Task statement: Starting at the line that holds "leg in this photo.", copy every line exactly through the end of the data, and no others.

* begin *

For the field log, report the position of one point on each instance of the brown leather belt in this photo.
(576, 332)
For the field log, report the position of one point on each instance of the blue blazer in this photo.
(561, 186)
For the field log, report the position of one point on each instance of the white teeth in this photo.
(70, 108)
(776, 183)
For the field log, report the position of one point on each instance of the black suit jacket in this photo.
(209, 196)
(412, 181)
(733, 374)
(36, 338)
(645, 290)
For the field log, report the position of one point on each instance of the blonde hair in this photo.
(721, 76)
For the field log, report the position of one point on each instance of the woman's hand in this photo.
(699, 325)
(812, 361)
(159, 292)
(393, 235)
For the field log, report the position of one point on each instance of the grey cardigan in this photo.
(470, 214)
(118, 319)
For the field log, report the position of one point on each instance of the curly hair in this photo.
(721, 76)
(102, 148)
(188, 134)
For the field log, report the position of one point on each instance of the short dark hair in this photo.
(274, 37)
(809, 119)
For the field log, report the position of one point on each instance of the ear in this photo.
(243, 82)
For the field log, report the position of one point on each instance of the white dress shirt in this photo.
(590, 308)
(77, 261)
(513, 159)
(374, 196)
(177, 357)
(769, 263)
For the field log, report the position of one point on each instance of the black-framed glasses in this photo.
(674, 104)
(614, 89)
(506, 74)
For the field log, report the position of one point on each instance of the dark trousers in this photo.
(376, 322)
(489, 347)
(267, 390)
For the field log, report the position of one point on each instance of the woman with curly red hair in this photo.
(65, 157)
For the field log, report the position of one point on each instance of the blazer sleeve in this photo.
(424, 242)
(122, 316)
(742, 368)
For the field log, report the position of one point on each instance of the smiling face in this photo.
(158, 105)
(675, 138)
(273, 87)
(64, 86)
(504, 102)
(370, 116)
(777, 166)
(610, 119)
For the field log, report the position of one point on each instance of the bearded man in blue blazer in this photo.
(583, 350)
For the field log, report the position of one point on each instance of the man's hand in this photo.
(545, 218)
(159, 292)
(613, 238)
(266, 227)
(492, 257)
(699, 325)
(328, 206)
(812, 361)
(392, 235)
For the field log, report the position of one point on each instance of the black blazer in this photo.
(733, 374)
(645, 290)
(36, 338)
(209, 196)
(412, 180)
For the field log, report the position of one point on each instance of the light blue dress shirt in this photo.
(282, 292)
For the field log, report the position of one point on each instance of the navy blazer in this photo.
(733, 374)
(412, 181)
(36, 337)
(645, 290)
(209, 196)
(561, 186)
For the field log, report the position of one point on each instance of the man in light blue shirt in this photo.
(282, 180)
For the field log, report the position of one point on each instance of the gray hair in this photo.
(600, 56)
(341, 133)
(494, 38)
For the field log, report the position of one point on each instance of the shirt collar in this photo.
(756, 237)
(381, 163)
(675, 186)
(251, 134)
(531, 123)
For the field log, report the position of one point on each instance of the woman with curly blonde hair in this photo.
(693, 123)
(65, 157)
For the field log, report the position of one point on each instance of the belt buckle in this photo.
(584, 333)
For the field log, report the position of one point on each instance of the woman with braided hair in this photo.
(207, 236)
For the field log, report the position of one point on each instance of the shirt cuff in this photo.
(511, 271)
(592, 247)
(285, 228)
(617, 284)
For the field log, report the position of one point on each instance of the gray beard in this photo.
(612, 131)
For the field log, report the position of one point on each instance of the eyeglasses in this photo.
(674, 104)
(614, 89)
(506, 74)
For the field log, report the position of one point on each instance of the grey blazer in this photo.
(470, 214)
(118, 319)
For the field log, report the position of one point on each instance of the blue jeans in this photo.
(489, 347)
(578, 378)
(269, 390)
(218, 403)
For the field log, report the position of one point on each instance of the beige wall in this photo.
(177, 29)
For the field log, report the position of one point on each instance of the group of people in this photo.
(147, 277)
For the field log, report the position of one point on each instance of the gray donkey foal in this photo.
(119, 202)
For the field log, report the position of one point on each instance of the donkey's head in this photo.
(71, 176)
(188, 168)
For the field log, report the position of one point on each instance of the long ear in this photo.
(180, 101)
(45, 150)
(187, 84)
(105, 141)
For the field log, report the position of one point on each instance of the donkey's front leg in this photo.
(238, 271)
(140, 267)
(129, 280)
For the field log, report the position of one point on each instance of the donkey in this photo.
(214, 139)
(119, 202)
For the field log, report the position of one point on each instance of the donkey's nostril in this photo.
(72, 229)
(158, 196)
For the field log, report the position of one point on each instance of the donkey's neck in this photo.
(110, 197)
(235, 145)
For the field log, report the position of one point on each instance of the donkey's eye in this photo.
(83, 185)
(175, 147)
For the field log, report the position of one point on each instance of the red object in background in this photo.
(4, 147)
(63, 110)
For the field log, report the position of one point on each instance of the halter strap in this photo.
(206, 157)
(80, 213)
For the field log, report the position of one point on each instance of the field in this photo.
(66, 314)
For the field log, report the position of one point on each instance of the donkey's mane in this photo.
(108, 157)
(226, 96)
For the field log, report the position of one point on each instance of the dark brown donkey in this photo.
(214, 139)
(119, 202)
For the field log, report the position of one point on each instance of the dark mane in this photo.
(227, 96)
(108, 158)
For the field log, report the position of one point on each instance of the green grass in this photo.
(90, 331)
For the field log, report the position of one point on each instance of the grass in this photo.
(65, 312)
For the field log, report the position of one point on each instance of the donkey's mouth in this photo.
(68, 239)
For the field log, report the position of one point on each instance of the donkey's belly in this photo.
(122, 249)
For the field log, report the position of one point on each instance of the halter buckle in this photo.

* end *

Solution below:
For the field log, report the position of one point on each instance of the donkey's front leg in this photo.
(238, 271)
(140, 267)
(129, 280)
For the field log, report the position of one point on each instance of the donkey in this photo.
(214, 139)
(119, 202)
For the field log, report the position of one point on each instance of the donkey's nostril in this photo.
(72, 229)
(158, 196)
For the field log, report the position of one point on each instance of the donkey's neck in this photo.
(110, 197)
(235, 145)
For the field log, report the position of one point on each instance of the donkey's eye in this photo.
(83, 185)
(175, 147)
For the field log, report the position of one point on each instance of the red object in background in this photo.
(4, 147)
(63, 110)
For the field log, report the position of one point on each instance of the halter strap in this photo.
(206, 157)
(80, 213)
For the field log, report the position of one point on each instance of the field in this photo.
(66, 314)
For the field log, report the position of one point on each instance of the donkey's mane in this photo.
(108, 157)
(226, 96)
For the field log, report the position of one point on each instance of the dark brown donkey in this photo.
(214, 139)
(119, 202)
For the field log, report the position of one point on each instance of the dark mane in this photo.
(227, 96)
(108, 158)
For the field log, report the position of one point on each instance of the green grass in this photo.
(90, 331)
For the field log, report the position of one point on each instance of the grass in this photo.
(65, 312)
For the field log, report the position of one point on each instance of the donkey's mouth in this photo.
(68, 239)
For the field log, report the position of one point on each instance of the donkey's belly in this photo.
(122, 249)
For the field log, report the position of one point on each instance of the halter buckle in this photo.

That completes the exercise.